WRITTEN EXERCISE: Please reproduce the listing below word for word, starting at its first line and ending at the line that contains "[[201, 59]]", with both of those lines included.

DATA SECTION:
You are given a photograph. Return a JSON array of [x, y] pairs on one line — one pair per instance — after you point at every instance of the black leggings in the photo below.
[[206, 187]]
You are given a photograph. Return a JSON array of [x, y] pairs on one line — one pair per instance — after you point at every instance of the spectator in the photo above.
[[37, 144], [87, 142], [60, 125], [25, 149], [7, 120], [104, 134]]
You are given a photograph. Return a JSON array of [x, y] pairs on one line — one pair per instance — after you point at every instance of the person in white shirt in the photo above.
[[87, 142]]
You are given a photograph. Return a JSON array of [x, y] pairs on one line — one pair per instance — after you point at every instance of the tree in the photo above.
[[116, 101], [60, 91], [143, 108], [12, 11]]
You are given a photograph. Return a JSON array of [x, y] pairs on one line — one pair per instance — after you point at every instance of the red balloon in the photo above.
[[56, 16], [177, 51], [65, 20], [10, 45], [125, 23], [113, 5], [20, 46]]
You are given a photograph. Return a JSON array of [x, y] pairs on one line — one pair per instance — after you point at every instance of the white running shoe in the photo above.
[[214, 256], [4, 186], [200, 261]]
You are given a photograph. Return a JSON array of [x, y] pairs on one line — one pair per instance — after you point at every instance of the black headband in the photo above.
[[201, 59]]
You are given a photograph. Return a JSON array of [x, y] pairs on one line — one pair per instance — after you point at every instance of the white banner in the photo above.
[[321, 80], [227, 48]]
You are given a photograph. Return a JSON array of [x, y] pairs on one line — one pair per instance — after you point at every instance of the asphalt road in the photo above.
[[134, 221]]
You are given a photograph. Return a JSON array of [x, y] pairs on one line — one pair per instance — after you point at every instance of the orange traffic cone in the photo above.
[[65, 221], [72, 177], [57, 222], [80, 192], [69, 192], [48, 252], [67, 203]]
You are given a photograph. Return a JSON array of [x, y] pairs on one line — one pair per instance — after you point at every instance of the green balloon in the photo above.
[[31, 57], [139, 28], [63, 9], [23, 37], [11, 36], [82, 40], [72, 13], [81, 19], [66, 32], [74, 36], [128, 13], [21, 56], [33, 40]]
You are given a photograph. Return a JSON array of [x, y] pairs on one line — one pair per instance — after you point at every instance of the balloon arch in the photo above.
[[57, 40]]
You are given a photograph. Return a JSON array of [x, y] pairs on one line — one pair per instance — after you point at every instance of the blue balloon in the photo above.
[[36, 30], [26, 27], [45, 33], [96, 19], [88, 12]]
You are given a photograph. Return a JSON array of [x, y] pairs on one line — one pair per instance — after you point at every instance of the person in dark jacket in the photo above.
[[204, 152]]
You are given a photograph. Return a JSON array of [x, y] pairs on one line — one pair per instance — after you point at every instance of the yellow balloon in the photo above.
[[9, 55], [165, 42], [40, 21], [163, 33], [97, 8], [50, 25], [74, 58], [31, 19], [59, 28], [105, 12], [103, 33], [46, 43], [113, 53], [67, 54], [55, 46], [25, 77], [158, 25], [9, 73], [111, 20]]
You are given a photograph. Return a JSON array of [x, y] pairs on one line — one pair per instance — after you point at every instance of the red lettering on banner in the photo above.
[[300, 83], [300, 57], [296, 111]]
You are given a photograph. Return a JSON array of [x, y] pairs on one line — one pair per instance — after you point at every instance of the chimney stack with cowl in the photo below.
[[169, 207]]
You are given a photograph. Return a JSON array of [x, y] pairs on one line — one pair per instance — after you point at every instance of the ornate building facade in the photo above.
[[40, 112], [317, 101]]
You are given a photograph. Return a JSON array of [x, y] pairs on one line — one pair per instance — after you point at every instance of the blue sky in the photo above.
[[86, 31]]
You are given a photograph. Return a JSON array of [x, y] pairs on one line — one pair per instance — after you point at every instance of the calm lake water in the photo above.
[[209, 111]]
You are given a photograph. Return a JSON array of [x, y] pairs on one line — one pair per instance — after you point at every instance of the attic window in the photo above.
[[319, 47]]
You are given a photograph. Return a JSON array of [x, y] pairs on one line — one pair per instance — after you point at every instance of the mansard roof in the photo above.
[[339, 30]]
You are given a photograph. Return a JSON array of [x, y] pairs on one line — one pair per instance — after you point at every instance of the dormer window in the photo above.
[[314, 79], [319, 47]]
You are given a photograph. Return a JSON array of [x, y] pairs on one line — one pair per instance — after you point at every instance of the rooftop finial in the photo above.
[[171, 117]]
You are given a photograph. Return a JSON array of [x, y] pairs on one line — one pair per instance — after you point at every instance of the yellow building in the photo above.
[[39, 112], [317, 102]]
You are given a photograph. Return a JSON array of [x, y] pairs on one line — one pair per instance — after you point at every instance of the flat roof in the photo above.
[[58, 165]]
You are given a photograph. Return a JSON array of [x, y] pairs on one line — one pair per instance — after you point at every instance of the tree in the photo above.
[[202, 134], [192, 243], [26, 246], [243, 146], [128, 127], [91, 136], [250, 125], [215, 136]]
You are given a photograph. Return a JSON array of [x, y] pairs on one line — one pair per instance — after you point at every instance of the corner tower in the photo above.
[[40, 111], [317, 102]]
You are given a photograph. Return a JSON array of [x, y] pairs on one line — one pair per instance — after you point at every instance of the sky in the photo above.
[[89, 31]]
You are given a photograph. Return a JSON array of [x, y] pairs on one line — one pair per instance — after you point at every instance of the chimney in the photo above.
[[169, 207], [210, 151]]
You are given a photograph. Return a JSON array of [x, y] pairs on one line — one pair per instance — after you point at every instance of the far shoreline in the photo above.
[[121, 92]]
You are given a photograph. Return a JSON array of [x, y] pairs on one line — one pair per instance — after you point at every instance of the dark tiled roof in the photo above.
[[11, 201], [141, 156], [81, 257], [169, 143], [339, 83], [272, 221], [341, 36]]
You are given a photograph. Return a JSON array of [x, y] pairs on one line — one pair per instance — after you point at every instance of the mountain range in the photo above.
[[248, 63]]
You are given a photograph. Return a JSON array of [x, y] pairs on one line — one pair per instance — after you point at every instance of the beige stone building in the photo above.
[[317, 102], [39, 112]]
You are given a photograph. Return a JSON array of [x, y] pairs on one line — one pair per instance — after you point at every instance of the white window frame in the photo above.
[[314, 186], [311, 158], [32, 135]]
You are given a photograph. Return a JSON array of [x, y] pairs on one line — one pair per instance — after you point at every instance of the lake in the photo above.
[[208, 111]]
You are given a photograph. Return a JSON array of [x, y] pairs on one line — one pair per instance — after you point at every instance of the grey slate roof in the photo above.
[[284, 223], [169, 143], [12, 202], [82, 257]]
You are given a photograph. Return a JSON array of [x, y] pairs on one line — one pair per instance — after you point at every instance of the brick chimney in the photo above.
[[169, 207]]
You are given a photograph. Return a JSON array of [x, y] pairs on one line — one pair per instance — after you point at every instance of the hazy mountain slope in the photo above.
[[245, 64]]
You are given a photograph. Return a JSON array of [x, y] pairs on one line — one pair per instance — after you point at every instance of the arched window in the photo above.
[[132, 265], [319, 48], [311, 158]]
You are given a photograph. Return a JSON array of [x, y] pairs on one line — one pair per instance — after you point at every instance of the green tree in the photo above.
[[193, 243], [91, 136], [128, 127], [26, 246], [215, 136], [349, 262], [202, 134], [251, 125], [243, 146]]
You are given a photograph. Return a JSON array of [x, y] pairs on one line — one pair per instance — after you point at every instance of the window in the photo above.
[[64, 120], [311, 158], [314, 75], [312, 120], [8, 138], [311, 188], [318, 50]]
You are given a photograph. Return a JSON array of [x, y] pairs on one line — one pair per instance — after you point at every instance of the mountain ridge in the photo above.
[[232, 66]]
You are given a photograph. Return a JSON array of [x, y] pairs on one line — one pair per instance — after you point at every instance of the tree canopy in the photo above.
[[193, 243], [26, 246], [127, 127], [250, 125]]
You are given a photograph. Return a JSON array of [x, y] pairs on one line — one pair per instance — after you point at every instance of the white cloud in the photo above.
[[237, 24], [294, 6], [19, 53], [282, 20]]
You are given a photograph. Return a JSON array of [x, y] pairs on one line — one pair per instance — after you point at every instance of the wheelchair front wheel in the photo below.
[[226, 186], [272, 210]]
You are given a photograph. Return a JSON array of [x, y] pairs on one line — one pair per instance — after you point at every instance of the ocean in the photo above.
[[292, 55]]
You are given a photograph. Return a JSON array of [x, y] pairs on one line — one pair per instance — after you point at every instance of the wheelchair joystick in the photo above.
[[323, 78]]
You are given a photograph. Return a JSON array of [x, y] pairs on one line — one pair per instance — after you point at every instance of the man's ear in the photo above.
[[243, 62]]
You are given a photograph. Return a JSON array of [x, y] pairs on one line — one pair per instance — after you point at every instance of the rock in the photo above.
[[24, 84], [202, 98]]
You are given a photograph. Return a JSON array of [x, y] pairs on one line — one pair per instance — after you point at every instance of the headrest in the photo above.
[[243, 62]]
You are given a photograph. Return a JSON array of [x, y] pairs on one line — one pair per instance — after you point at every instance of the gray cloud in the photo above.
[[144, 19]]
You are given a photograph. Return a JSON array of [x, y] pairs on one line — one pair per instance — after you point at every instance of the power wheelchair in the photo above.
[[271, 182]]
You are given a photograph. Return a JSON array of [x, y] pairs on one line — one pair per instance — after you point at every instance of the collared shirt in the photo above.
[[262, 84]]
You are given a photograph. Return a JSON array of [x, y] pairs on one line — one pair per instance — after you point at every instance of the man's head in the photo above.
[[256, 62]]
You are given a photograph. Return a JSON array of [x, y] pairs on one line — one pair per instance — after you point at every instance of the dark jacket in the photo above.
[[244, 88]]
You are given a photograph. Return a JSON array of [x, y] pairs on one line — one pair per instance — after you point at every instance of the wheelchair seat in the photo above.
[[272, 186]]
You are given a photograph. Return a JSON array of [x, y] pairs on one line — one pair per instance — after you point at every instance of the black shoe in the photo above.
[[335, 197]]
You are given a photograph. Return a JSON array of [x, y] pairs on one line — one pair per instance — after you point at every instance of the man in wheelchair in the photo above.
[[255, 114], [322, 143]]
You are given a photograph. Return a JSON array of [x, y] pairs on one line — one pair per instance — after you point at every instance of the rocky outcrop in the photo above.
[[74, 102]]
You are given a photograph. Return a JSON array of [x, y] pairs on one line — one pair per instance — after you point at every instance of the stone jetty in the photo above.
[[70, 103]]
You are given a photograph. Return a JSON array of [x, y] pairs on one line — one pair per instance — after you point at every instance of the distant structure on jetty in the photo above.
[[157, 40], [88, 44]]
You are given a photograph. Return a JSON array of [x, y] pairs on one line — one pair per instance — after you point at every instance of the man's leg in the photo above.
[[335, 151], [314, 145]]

ANSWER TO THIS EXERCISE:
You are given a photograph. Return a JSON array of [x, y] pairs on one line — one pair per instance — after you point at every instance of the black leggings in the photo below.
[[206, 187]]
You are given a photograph. Return a JSON array of [x, y] pairs on one line — one pair per instance — after you point at every instance of the spectator in the photo above.
[[37, 144], [87, 142], [60, 125], [25, 149], [7, 120], [104, 134]]
You are given a photograph. Return a JSON array of [x, y] pairs on one line — one pair per instance — after you point at every instance of the person in white shirt in the photo above.
[[87, 142]]
You are given a photograph. Return a JSON array of [x, y] pairs on one line — one pair per instance — after you point at every instance of the tree in the photo above.
[[116, 101], [60, 91], [143, 108], [12, 11]]
You are given a photograph. Return a JSON array of [x, y] pairs on one line — one pair per instance — after you point at every instance of the red balloon in the photo above.
[[56, 16], [177, 51], [65, 20], [10, 45], [125, 23], [113, 5], [20, 46]]
You are given a photograph. Return a JSON array of [x, y] pairs on one line — one pair per instance — after you point at every instance of the white running shoe in the photo above.
[[214, 256], [4, 186], [200, 261]]
You are given a photograph. Return a JSON array of [x, y] pairs on one line — one pair per instance — after you point at every instance of the black headband in the photo above.
[[201, 59]]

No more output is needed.